__Material supplied__:

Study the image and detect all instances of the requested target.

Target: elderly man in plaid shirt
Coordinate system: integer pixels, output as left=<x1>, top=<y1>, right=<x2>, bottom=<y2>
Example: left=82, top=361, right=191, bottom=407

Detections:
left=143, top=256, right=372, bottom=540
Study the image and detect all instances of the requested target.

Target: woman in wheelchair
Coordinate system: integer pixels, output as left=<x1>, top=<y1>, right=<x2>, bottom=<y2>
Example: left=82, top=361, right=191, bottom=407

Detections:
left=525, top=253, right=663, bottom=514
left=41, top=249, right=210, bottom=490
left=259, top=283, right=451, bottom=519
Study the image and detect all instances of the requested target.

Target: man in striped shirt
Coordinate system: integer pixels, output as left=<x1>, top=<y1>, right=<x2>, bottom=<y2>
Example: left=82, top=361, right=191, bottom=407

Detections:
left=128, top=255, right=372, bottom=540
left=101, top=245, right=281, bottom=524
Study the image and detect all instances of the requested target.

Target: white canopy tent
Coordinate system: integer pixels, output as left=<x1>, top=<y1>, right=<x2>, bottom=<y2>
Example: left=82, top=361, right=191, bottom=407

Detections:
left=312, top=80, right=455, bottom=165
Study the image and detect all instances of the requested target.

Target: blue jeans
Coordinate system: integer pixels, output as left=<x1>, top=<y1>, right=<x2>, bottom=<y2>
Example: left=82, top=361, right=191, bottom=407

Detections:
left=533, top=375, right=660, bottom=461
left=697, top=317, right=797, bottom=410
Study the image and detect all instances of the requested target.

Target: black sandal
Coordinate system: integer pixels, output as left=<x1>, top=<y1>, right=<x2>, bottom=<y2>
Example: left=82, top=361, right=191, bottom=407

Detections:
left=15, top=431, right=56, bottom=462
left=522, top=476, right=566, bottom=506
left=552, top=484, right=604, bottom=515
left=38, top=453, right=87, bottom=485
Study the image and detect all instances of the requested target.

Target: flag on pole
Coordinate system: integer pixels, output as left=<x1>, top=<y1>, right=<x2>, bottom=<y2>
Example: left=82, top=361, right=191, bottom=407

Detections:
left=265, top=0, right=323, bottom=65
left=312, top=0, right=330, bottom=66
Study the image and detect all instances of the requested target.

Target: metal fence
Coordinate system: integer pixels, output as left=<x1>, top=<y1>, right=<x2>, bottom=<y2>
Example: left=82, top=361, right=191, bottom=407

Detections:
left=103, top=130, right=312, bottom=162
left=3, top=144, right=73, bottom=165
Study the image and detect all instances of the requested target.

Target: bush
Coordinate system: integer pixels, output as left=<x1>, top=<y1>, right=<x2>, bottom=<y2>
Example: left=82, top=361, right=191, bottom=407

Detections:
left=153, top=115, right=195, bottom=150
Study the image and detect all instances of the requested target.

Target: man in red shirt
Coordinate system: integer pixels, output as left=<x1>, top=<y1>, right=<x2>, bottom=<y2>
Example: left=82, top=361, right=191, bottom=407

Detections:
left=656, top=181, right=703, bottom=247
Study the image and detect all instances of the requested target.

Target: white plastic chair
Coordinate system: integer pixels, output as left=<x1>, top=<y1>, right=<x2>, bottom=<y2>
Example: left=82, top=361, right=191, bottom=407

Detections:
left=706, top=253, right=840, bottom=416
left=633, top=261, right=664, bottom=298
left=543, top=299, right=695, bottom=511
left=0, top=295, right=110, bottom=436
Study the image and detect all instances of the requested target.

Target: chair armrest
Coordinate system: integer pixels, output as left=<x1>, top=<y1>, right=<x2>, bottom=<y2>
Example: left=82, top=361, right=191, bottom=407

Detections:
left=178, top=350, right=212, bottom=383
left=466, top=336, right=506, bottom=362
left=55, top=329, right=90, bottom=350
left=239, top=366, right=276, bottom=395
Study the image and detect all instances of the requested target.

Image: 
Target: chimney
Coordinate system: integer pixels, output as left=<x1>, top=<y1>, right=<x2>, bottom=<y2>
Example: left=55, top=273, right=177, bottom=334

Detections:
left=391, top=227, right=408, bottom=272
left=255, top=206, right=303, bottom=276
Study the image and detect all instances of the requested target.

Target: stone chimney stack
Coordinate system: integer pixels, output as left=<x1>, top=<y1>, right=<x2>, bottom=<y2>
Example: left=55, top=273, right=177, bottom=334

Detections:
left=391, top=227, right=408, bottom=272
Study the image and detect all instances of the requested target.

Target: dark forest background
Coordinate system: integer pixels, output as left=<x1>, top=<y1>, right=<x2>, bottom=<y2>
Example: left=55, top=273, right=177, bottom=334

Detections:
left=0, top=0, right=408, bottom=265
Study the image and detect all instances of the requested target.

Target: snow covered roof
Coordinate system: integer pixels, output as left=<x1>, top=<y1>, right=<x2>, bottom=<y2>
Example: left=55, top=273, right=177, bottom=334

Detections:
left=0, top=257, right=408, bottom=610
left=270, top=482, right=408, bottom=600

__Your objective__:
How many lines in the material above contain the word "white"? Reply with the number only.

__Exercise solution__:
2